PROBLEMS TO WORK ON:
(1) Decide whether each statement agrees with the passage on employee compensation below, answering yes or no and quoting the deciding words: (a) Basic employee benefits usually make up between 30 and 40 percent of total compensation. (b) A web-based service charges at least $10 per statement. (c) Employers may choose whether to contribute to employees' Social Security.
(2) Please pick up the passage on employee compensation below and continue it from its last sentence.

If the value of salary/wages, commissions and bonuses and basic employee benefits were added up, the benefits portion typically falls between 30 and 40 percent of the total. Add in vacation time, statutory benefits and various programs you may be offering employees, and the total can easily exceed 40 percent.
Pulling together all those numbers can be pain-free if you have a basic human resources information system (HRIS). If not, you may need to do some number-crunching. Once you have those numbers, you can plug them into a customizable template via a web-based service and pay as little as $1 per statement.
Defining Compensation
How expansive should you be? The value of paid time off is certainly an element of compensation that can be easily translated into dollars, and included in the statement. This can include holidays which are above and beyond the basic vacation package.
As noted, some employers also list statutory required benefits including your contribution to employees' Social Security and Medicare benefits and unemployment benefits. While you have no choice in the matter, it's useful for employees to understand this element of your investment in them.

[Natural-language region descriptions]
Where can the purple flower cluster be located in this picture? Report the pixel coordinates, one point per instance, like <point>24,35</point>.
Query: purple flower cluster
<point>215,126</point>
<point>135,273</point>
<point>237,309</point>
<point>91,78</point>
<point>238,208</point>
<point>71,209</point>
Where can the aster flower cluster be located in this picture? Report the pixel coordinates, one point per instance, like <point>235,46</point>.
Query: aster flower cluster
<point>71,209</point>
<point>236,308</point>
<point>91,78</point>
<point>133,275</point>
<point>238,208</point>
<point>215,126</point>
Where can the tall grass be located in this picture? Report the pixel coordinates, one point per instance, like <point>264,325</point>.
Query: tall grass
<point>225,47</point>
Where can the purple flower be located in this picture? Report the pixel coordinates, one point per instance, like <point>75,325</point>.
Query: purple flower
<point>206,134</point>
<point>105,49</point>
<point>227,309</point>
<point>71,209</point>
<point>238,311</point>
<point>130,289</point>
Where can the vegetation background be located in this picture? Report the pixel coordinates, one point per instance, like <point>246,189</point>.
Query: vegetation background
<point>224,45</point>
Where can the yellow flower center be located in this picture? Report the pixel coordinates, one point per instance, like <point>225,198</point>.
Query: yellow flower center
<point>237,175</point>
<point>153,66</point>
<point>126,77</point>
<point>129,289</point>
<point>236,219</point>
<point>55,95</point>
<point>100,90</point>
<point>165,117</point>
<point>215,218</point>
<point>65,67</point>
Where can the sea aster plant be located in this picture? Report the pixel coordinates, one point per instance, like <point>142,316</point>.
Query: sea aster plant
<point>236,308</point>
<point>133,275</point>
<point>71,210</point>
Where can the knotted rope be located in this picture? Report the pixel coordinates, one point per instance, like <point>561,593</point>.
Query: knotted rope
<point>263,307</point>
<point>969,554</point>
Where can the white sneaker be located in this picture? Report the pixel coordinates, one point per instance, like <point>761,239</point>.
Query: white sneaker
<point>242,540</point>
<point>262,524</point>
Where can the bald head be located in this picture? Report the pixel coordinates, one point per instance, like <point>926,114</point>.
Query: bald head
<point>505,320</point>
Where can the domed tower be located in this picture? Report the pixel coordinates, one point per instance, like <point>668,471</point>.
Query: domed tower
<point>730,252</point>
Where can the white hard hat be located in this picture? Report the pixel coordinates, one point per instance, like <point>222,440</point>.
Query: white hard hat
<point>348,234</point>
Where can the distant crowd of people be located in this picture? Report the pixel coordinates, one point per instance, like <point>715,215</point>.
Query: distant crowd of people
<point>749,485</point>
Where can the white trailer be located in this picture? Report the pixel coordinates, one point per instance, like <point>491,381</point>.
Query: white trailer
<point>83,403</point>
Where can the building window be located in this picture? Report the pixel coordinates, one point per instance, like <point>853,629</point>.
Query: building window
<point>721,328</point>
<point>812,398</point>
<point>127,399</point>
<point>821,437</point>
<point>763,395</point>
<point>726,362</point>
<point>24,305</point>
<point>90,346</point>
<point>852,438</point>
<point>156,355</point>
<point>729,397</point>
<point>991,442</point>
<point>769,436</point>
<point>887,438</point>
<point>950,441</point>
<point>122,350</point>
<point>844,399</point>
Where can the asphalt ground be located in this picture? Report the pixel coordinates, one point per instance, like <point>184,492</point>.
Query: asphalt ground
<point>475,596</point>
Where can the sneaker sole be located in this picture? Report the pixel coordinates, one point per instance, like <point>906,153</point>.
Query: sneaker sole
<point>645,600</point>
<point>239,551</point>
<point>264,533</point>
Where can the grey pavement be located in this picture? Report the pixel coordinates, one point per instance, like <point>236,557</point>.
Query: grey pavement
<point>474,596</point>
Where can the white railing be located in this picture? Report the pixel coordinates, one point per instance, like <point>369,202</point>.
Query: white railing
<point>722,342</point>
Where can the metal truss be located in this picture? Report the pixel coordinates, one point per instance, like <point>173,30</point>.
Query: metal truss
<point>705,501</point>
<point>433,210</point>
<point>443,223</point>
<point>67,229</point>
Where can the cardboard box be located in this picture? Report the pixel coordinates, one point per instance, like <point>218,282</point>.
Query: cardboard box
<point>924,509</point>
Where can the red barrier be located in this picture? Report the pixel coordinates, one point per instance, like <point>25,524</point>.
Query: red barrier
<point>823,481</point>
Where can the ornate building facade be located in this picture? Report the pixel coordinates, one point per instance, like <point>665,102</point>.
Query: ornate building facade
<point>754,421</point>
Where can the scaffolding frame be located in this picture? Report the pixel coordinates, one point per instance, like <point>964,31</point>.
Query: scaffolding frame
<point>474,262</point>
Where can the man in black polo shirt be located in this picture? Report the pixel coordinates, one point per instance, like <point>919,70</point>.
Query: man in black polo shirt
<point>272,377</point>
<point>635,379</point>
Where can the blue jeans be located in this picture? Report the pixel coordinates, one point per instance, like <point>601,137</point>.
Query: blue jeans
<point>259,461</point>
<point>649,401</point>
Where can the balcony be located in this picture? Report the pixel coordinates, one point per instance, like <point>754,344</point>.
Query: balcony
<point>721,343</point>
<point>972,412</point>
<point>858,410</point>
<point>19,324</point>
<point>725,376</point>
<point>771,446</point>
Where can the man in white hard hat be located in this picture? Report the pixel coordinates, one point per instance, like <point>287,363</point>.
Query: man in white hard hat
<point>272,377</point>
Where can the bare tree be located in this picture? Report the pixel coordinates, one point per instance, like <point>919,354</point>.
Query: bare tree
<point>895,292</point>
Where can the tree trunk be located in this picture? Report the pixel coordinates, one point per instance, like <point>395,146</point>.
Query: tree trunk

RESPONSES BY TASK:
(1)
(a) Yes: "the benefits portion typically falls between 30 and 40 percent of the total"
(b) No: "pay as little as $1 per statement"
(c) No: "While you have no choice in the matter"

(2)
You can also throw in the value of traditional wellness and "financial wellness" benefits, if you offer them. Professional training is yet another important benefit to include, with travel expense reimbursement if the training takes place at a distant location.
A typical statement will feature a grid showing what you contribute to each element of compensation, and what the employee contributes. The employer-paid elements are toted up and identified as total compensation (see chart at bottom). Statements can feature a pie chart to provide a strong visual representation of the relative size of the different components of compensation. These statements can also be used to recap highlights of your benefit programs.
Presenting to Employees
How should this information be presented to employees? Ideally, in a sit-down conversation between the employee and supervisor (or you), to highlight the importance of employees' understanding what you are investing in them, and why.
A good time to do that is in conjunction with an employee review. If, for example, raises were not given out to many employees at that time, or only very modest ones, the benefit statement might reveal the total compensation rose by a greater percentage than the salary or wage component if, for example, your share of the employee's health benefits took a big jump. This would be worth highlighting, of course.
Another approach is to present the statement following the benefits enrollment period, if the effective date of the new benefit elections doesn't coincide with the employee's salary review cycle.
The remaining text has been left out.